-------- RECORD LIST --------

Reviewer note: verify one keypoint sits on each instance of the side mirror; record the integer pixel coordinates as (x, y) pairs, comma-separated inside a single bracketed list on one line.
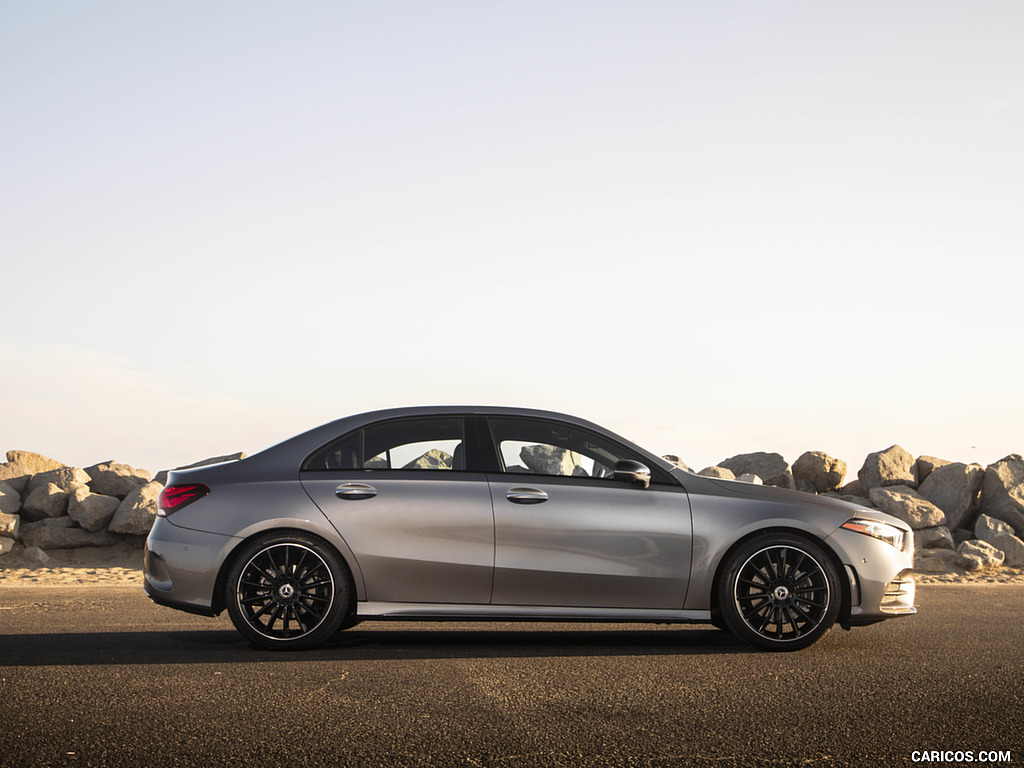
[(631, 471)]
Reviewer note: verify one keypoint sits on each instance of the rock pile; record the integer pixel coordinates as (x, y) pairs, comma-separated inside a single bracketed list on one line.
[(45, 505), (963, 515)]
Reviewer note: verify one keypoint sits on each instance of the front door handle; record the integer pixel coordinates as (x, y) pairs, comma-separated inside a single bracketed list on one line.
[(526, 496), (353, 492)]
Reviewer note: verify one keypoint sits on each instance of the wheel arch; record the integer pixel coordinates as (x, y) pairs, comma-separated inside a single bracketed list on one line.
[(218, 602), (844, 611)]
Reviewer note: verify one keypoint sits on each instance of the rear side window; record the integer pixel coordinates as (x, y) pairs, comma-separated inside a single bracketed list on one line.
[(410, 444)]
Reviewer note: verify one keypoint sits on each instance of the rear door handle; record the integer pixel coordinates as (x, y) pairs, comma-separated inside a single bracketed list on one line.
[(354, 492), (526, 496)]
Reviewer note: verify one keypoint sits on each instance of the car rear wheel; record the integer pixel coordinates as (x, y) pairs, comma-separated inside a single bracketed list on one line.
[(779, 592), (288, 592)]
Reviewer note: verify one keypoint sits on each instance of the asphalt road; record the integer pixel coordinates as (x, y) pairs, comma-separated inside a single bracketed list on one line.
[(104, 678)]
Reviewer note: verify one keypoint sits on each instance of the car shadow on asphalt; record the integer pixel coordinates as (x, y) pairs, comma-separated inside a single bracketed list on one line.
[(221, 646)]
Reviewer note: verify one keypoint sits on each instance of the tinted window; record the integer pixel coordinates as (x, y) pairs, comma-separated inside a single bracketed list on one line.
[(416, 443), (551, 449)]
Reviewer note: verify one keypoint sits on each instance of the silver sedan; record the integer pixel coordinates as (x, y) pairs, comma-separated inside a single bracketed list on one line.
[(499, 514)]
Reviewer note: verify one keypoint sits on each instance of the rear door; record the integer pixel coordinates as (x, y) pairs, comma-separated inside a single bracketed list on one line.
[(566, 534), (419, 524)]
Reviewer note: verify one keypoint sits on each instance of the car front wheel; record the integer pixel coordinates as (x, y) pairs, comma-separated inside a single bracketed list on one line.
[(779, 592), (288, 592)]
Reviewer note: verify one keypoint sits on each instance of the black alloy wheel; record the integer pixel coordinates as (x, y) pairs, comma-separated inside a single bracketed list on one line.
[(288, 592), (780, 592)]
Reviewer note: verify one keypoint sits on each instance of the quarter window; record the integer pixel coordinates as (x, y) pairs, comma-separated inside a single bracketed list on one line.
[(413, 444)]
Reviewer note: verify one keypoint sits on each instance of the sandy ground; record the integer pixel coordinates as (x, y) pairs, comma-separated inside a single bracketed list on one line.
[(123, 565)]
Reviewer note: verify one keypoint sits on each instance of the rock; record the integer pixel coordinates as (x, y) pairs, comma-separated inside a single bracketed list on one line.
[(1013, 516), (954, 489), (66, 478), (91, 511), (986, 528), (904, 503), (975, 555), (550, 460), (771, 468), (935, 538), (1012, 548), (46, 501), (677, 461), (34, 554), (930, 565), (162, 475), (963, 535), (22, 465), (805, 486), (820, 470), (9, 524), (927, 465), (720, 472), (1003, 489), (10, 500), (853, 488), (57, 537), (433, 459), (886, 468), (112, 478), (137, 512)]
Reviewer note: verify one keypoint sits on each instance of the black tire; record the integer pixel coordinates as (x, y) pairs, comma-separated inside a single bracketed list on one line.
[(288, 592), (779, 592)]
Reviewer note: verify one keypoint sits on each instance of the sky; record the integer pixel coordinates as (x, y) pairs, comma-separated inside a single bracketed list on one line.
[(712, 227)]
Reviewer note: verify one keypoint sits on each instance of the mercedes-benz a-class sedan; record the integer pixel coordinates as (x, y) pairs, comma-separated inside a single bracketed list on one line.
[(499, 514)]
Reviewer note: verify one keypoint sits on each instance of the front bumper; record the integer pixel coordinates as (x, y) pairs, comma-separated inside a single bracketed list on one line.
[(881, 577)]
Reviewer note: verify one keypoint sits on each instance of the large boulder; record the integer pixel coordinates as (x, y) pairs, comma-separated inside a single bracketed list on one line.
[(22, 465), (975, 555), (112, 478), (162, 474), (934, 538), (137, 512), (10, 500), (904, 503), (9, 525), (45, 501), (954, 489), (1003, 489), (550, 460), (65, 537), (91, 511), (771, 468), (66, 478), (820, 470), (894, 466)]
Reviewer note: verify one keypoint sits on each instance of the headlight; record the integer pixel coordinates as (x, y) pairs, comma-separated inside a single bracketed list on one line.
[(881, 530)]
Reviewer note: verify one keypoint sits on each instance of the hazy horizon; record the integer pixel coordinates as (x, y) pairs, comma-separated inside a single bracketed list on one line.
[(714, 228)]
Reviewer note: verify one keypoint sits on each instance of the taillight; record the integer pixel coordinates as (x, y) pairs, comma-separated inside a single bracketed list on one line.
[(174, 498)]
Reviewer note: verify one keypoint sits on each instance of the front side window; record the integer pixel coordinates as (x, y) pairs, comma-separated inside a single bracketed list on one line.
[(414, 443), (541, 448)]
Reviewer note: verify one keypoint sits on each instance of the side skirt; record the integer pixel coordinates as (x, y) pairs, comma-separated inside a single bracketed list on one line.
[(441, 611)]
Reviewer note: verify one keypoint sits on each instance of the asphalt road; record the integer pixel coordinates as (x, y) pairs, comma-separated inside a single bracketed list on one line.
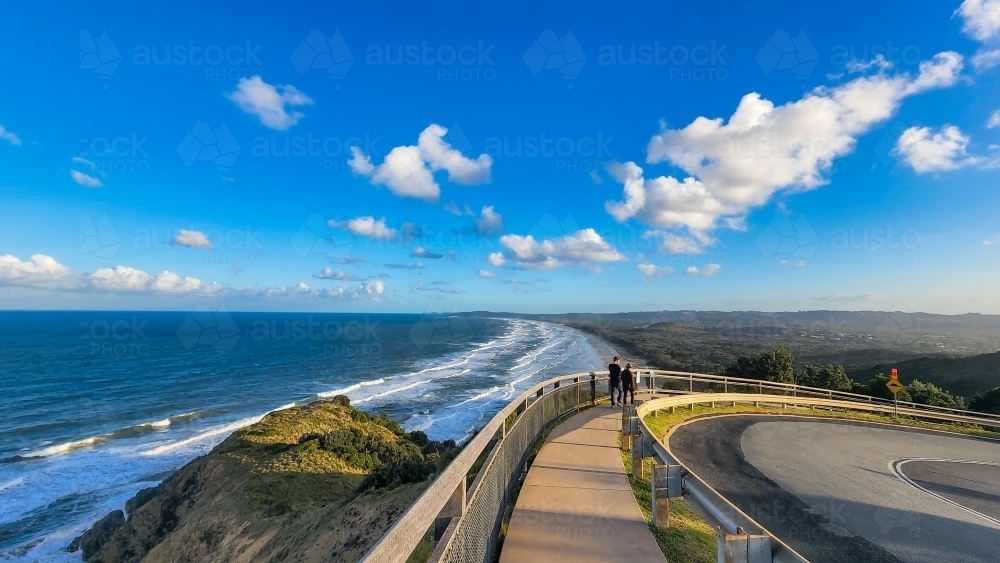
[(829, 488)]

--------

▶ _EXERCISE INSTRUCTIONS_
Output every line of the listing above as a Markdown table with columns Row and Line, numbering the rows in order and skipping blank lines. Leave the pictures out.

▶ _THE SOLUTION_
| Row | Line |
|---|---|
| 1 | Reviewer note: verify one keypoint sits on each instance of the side mirror; record the integer pixel coordinates as (x, y) pairs, comma-separated inside a single bracketed list on one line. |
| 2 | [(631, 471)] |
| 3 | Reviewer note: verify one keypoint sits on each instance of the rock pile; record the integer pixel coordinates as (x, y) pairs, comma-separated inside a single bracketed list on one line. |
| 4 | [(45, 505), (963, 515)] |
| 5 | Reviewer note: verify one keypoint sits on each instance of the front door handle; record the integer pixel coordinates as (x, y) pairs, comma-separated inside a single bracketed list on one line. |
| 6 | [(526, 496), (353, 492)] |
| 7 | Reviewer note: verify one keypoint sits on each instance of the wheel arch; record the integer pixel coordinates as (x, y) pairs, comma-separated inside a single bracketed list on one line. |
| 8 | [(218, 602), (844, 611)] |
| 9 | Reviewer note: verify one keypoint sits on each instance of the rear side window; record the integer pixel coordinates as (x, y) pairs, comma-separated inside a single bracketed list on one line. |
| 10 | [(410, 444)] |
| 11 | Reviewer note: verify one keypoint sits on each instance of the rear door handle; record the integer pixel coordinates as (x, y) pairs, comma-separated inside a single bracketed list on one line. |
| 12 | [(354, 492), (526, 496)] |
| 13 | Reviewer note: verify one keypoint sits on each instance of the car rear wheel; record the integer pixel coordinates as (x, y) pairs, comma-separated inside a single bracketed list on one line. |
| 14 | [(779, 592), (288, 592)] |
| 15 | Reviewer note: verify one keypoint sits on each instance of the asphalt road; record the integer pixel coordinates as (x, y) pairs, comma-separated inside a single bracketed list on one line. |
| 16 | [(104, 678)] |
| 17 | Reviewer note: verify one keypoint sits on each instance of the car shadow on asphalt; record the integer pixel coordinates as (x, y) pairs, comma-separated inside a single bracketed list on one line. |
| 18 | [(221, 646)] |
| 19 | Reviewer note: verify one keypoint sits on each instance of the tinted window; record the integer pixel coordinates as (x, y) pairs, comma-separated inside a single bracketed list on one line. |
| 20 | [(416, 443), (551, 449)] |
| 21 | Reviewer note: verify one keypoint sits on each instance of the silver sedan; record the integer pixel coordinates as (x, y) pairs, comma-separated inside a single bracketed list on one line. |
| 22 | [(499, 514)] |
| 23 | Reviewer note: verify one keypoint sits on each instance of the rear door; record the integer pixel coordinates as (x, y) pairs, comma-separated inside a single bracketed list on one line. |
| 24 | [(566, 534), (419, 524)] |
| 25 | Reviewer note: verify one keypoint sits on each instance of the car front wheel; record the integer pixel coordinates as (x, y) pairs, comma-separated inside a single bracketed list on one line. |
| 26 | [(779, 592), (288, 592)] |
| 27 | Reviewer note: verify one keypoint sits on each instance of the black alloy wheel; record the integer pixel coordinates as (x, y) pairs, comma-separated inside a single bracketed list on one line. |
| 28 | [(288, 592), (780, 592)] |
| 29 | Reviewer note: verify one keypoint sits on each instance of the quarter window; record the integer pixel coordinates as (x, y) pairs, comma-separated inside a single bracketed list on one line. |
| 30 | [(413, 444)] |
| 31 | Reviewer note: verify one keypoint sits on each instance of the sandy ground; record the integer pixel coordinates as (x, y) pairs, comma-separated inside a single bracketed list on one line. |
| 32 | [(123, 565)] |
| 33 | Reviewer note: verify one keypoint sits on each instance of the rock; record the integer pixel coordinates as (x, y) pairs, comma-separated inside a single bracketed list on one line. |
| 34 | [(1013, 516), (954, 489), (66, 478), (91, 511), (986, 528), (904, 503), (975, 555), (550, 460), (771, 468), (935, 538), (1012, 548), (46, 501), (677, 461), (34, 554), (930, 565), (162, 475), (963, 535), (22, 465), (805, 486), (820, 470), (9, 524), (927, 465), (720, 472), (1003, 489), (10, 500), (853, 488), (57, 537), (433, 459), (886, 468), (112, 478), (137, 512)] |
| 35 | Reviewer note: verify one keypoint sits on each instance of the black tire; record the integer pixel coordinates as (x, y) pairs, comma-separated inside a single bracketed list on one line. |
| 36 | [(288, 592), (779, 592)] |
| 37 | Reviewer note: verify one keypoint sits on each instance of the sky; record the integer pixel coordinates as (x, y) pairs, comma-separated inside a single bracketed list on one line. |
| 38 | [(712, 227)] |
| 39 | Reviewer note: verify one keypoint sits on each instance of the mercedes-benz a-class sedan; record the integer pixel coordinates as (x, y) pairs, comma-separated inside a single bracketed list on one line. |
| 40 | [(499, 514)] |
| 41 | Reviewer note: verify one keypoint sits on each instance of the front bumper; record the integer pixel coordinates as (x, y) pairs, comma-separated inside a single bracketed list on one line. |
| 42 | [(881, 577)] |
| 43 | Reviewer note: verify one keypoint sits on each instance of the large boulder; record the integer pixel coordinates as (x, y) pairs, comma-separated inside a single bracketed list on one line. |
| 44 | [(22, 465), (975, 555), (112, 478), (162, 474), (934, 538), (137, 512), (10, 500), (904, 503), (9, 525), (45, 501), (954, 489), (1003, 489), (550, 460), (65, 537), (91, 511), (771, 468), (66, 478), (820, 470), (894, 466)] |
| 45 | Reviewer note: verify one keypoint sits on each instance of the headlight; record the integer pixel coordinates as (x, y) pairs, comma-separated inside a single bracketed list on one line. |
| 46 | [(881, 530)] |
| 47 | Reviewer note: verify one keypoint sits on each instance of the hazy horizon; record the integer pixel coordinates as (x, y) pairs, comma-separated inside a single bracketed list on one line. |
| 48 | [(714, 228)] |
| 49 | Reviewer note: verify one keypoint sits on each instance of the taillight; record the integer pixel coordinates as (x, y) pairs, comma-separated inside a single bracketed list on one line. |
| 50 | [(174, 498)] |
| 51 | Reviewer note: verify one keypoint sits on each instance of the front side window; record the integer pixel coordinates as (x, y) pairs, comma-separated inside a single bracketed list on one line. |
| 52 | [(414, 443), (541, 448)] |
| 53 | Reviewer note: verify one keypoint sits on each instance of the side skirt; record the integer pixel coordinates as (x, y) pairs, comma-separated inside a single bracketed list on one line. |
| 54 | [(441, 611)] |
| 55 | Reviewer note: verify one keypoint sits on each instance of the asphalt road; record the integer pixel coordinates as (x, y) pairs, comma-separated inside a single bracketed list on one line. |
| 56 | [(829, 488)] |